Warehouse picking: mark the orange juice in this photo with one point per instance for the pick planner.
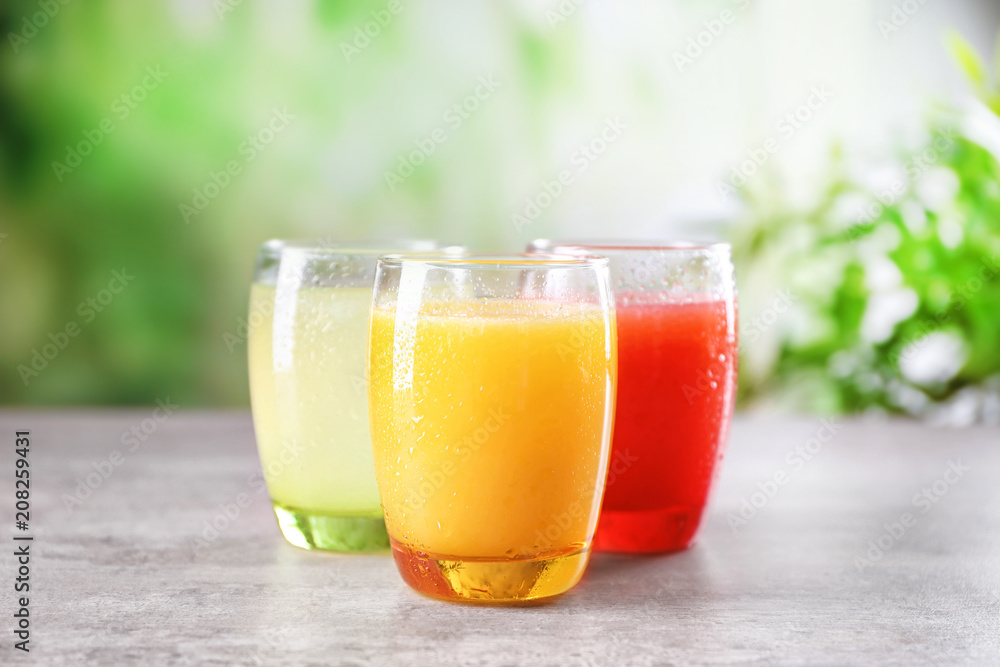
(490, 424)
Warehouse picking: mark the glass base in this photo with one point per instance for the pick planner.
(311, 530)
(489, 581)
(648, 531)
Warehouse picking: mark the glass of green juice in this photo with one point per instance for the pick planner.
(308, 351)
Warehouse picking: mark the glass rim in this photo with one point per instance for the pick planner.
(319, 249)
(485, 260)
(631, 245)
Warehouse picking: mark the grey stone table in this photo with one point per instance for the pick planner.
(828, 544)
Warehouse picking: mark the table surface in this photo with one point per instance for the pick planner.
(822, 571)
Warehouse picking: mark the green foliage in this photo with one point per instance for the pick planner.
(928, 243)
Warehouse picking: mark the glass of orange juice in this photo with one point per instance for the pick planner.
(491, 397)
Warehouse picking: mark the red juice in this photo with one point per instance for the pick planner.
(676, 386)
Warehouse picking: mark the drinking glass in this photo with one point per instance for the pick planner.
(676, 310)
(308, 350)
(492, 384)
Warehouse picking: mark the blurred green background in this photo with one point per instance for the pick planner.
(848, 151)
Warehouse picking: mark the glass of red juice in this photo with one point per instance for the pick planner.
(677, 347)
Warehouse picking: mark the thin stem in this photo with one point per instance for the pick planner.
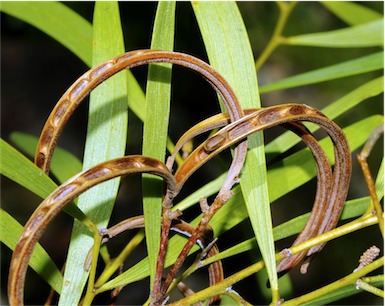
(351, 279)
(369, 288)
(116, 262)
(90, 294)
(222, 287)
(284, 12)
(362, 159)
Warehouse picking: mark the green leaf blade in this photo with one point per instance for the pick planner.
(106, 139)
(360, 65)
(41, 262)
(155, 127)
(229, 51)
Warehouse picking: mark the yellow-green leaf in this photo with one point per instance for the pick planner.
(106, 139)
(155, 126)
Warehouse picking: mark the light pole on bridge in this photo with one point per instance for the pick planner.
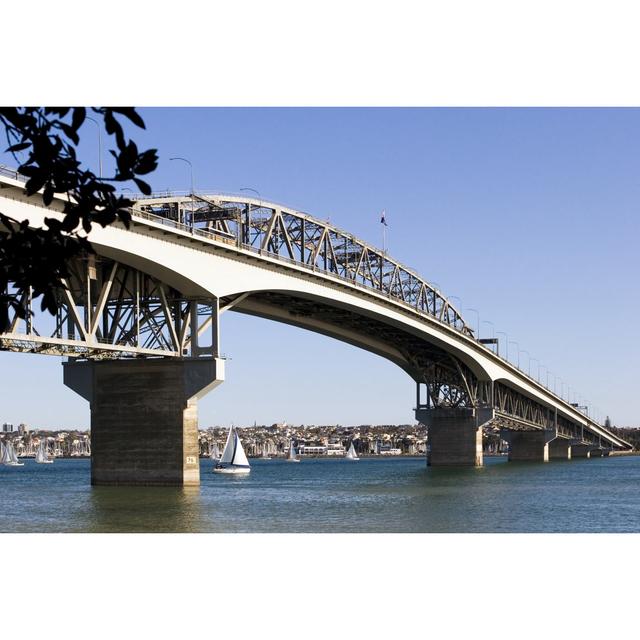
(528, 360)
(517, 350)
(493, 329)
(506, 340)
(477, 320)
(99, 142)
(538, 362)
(193, 192)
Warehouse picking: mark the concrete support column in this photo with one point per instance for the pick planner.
(559, 449)
(454, 436)
(528, 446)
(144, 417)
(580, 451)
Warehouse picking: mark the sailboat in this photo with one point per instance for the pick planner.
(234, 459)
(9, 456)
(41, 454)
(292, 457)
(265, 453)
(351, 454)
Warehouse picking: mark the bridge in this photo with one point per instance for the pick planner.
(139, 323)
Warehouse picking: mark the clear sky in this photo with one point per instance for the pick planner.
(529, 216)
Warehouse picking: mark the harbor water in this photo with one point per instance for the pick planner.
(329, 495)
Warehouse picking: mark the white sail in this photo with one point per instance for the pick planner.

▬▬▬

* Jouw doel:
Herschrijf de lijst vanaf de regel met "Warehouse picking: mark the harbor" tot en met het einde van de lijst. Vervang daarbij "white sail" door "blue sail" en laat de rest ongewijzigd.

* Het resultaat:
Warehouse picking: mark the harbor water in this photo with one point per instance for the pick planner.
(329, 495)
Warehouse picking: mark the blue sail in this photo with one point per instance for the pick planner.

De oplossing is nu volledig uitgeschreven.